▸ GIVEN TASK
Could you rewrite the rows, starting with the row containing "Would you mind annotating the valley" and going on through the final row, with both ends included? Keep the labeling text unchanged, raise every x and y coordinate in the points by 142, and leave the pictures out.
──────── DATA SHOWN
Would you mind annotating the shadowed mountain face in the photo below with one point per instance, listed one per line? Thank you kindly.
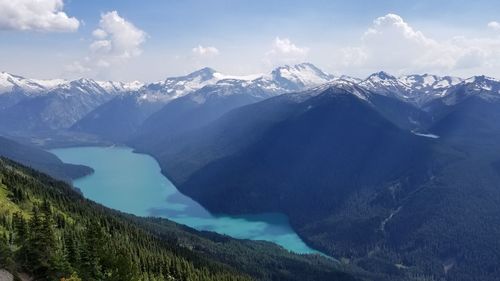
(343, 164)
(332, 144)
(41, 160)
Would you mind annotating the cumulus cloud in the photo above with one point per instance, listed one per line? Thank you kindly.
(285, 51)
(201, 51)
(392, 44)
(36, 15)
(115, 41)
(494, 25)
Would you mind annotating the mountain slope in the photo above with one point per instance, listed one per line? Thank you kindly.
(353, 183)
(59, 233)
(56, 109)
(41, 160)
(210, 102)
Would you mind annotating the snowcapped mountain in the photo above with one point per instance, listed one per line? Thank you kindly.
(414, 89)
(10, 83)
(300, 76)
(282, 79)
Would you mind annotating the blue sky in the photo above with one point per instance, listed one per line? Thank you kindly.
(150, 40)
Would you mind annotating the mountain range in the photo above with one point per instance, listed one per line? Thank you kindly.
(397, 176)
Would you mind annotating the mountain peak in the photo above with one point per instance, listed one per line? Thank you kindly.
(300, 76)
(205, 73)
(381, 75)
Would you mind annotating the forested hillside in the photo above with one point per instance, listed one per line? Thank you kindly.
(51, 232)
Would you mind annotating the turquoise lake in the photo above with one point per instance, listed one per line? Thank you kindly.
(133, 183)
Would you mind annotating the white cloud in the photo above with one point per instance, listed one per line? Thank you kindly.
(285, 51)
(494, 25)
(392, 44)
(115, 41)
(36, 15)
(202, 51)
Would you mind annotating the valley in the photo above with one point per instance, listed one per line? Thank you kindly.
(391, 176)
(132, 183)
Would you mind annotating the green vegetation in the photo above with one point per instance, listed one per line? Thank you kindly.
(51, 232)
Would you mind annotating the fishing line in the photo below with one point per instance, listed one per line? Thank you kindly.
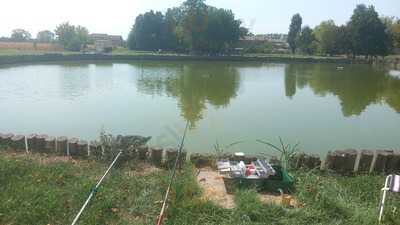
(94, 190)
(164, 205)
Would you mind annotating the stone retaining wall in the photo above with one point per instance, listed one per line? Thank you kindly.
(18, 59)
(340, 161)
────────────────
▸ FULL SOLUTION
Would you mind annotating the valley in the photo above with one point per instance, listed one per line? Thank you kindly.
(533, 318)
(274, 325)
Would you mind annotating the green vegetation in the photo above with one point per instance, listed one per line? Thank you kindly.
(193, 374)
Would you mind annotating the fishing line in the photo below with one point per instance, listed one per line? Thank you kindly.
(236, 332)
(306, 347)
Would you mind annotating the stone retaining wall in the photo above with one point per instance, listed one per line? Thank you kindly.
(160, 201)
(482, 303)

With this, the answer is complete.